▶ **Goal**:
Copy out each line exactly; pictures stay out of the copy.

▶ **Entries from a point annotation set**:
######
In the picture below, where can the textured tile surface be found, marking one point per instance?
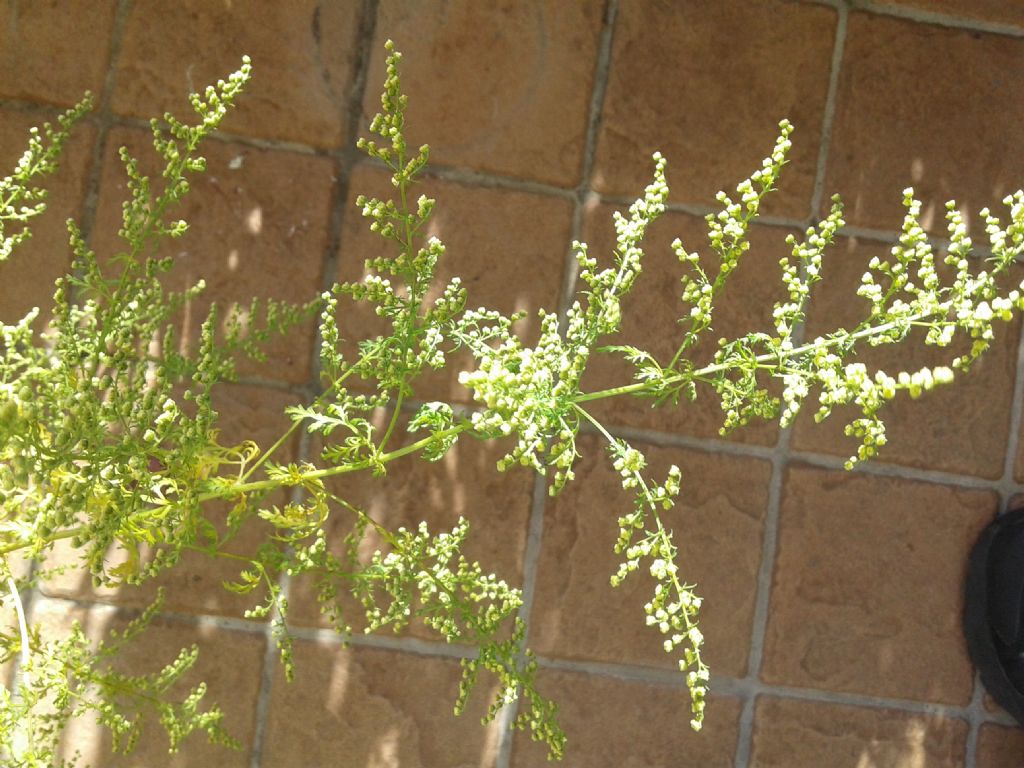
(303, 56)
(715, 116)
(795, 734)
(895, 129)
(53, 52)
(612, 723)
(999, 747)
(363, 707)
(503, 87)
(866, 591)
######
▶ **Completed task**:
In the picture below, where can the textured tile surface be found, marking one point per instance?
(303, 56)
(715, 116)
(795, 734)
(895, 129)
(53, 52)
(612, 723)
(999, 747)
(363, 707)
(503, 87)
(866, 591)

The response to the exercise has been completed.